### Görev A
Metnin "Çünkü gazinoda dört" ile "TEKİN’den başkası değildir." arasındaki kısmını, bu iki ifade de dahil olmak üzere hiçbir şeyi değiştirmeden yazın.

------ Verilen Metin ------

Aslında Okul Komutanı ile Alay Komutanı’nın yapması gereken herkesi bir araya toplamak, olayı astları ile paylaşmaktır.

Çünkü gazinoda dört teğmenin darp edilmesi konusu, olaydan hemen sonra biri tarafından Okul Komutanı’na duyurulmuştur. Okul Komutanı bu duyumu alır almaz yapacağı toplantıda;

“Arkadaşlar, istenmeyen bir olay meydana geldi. Bizler konuya el attık. Müsebbipler hakkında gereken tarafımızdan yapılacaktır. Sizler sakın kendi başınıza işlere kalkışmayın. Yoksa sizin de defterinizi dürerim” dese, olaylar muhtemelen asla bu seviyeye gelmezdi. Ama Okul Komutanı, gazinodakilere işlem yaptırmaya kalksa karşısında Org. N. Ü.yü bulacağını biliyorsa, böyle bir işe kalkışır mı? Aslında bir Türk Generali’nin yapması gereken de budur ama o buna kalkışmamıştır bile.

Tabansız yöneticilerin kendilerine hedef olarak seçtikleri ilk kişi, büyük övgülerle Yedek Subay Bölük Komutanlığı’ndan Subay Temel Bölük Komutanlığı’na atamasını çıkarttıkları Yzb. Muzaffer TEKİN’den başkası değildir.

------

### Görev B
Aşağıdaki satırlardan "Target" dizesini içerenlerin tümünü gösterin. Büyük-küçük harf ayrımı dikkate alınır.

------ Alıştırma Girdisi ------

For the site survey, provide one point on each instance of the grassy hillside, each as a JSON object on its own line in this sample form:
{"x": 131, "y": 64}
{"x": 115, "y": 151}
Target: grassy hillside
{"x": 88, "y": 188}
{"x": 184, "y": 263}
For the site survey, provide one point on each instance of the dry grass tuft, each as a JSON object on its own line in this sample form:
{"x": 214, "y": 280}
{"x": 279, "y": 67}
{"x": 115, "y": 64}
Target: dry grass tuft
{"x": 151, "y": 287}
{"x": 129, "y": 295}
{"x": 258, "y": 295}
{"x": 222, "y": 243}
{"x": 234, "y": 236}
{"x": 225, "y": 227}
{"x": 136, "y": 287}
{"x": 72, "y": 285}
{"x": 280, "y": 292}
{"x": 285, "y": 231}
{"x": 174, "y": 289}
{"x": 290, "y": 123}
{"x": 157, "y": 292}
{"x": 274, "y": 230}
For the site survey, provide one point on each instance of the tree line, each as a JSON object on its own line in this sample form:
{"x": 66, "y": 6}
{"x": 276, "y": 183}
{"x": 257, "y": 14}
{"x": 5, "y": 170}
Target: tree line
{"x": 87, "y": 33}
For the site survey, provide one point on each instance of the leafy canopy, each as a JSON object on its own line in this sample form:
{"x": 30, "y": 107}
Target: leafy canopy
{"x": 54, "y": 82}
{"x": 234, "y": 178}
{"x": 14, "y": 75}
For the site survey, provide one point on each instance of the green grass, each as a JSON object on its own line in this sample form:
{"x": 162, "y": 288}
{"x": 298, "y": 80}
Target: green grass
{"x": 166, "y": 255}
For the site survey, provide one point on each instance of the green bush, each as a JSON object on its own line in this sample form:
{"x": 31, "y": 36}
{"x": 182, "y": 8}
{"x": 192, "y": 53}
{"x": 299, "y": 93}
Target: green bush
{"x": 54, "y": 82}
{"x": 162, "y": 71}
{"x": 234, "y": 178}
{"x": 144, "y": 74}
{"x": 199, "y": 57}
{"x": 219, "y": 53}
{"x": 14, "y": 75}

------

### Doğru Çıktı A
Çünkü gazinoda dört teğmenin darp edilmesi konusu, olaydan hemen sonra biri tarafından Okul Komutanı’na duyurulmuştur. Okul Komutanı bu duyumu alır almaz yapacağı toplantıda;

“Arkadaşlar, istenmeyen bir olay meydana geldi. Bizler konuya el attık. Müsebbipler hakkında gereken tarafımızdan yapılacaktır. Sizler sakın kendi başınıza işlere kalkışmayın. Yoksa sizin de defterinizi dürerim” dese, olaylar muhtemelen asla bu seviyeye gelmezdi. Ama Okul Komutanı, gazinodakilere işlem yaptırmaya kalksa karşısında Org. N. Ü.yü bulacağını biliyorsa, böyle bir işe kalkışır mı? Aslında bir Türk Generali’nin yapması gereken de budur ama o buna kalkışmamıştır bile.

Tabansız yöneticilerin kendilerine hedef olarak seçtikleri ilk kişi, büyük övgülerle Yedek Subay Bölük Komutanlığı’ndan Subay Temel Bölük Komutanlığı’na atamasını çıkarttıkları Yzb. Muzaffer TEKİN’den başkası değildir.

### Doğru Çıktı B
Target: grassy hillside
Target: dry grass tuft
Target: tree line
Target: leafy canopy
Target: green grass
Target: green bush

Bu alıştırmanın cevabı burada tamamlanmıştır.